(Records of labeled points)
• • • • • • •

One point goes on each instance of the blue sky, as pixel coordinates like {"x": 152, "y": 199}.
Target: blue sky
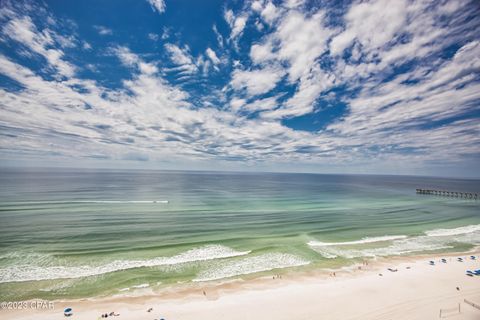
{"x": 307, "y": 86}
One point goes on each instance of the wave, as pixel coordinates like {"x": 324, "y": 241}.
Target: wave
{"x": 21, "y": 273}
{"x": 120, "y": 201}
{"x": 265, "y": 262}
{"x": 96, "y": 201}
{"x": 438, "y": 239}
{"x": 454, "y": 231}
{"x": 361, "y": 241}
{"x": 398, "y": 247}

• • • • • • •

Repeat verbatim all the material, but not the pictures.

One point goes on each instance of the blue sky, as pixel coordinates like {"x": 152, "y": 199}.
Target: blue sky
{"x": 307, "y": 86}
One point goes on each instance of the wave, as pixel coordinates like {"x": 324, "y": 241}.
Target: wave
{"x": 21, "y": 273}
{"x": 120, "y": 201}
{"x": 265, "y": 262}
{"x": 96, "y": 201}
{"x": 438, "y": 239}
{"x": 454, "y": 231}
{"x": 361, "y": 241}
{"x": 398, "y": 247}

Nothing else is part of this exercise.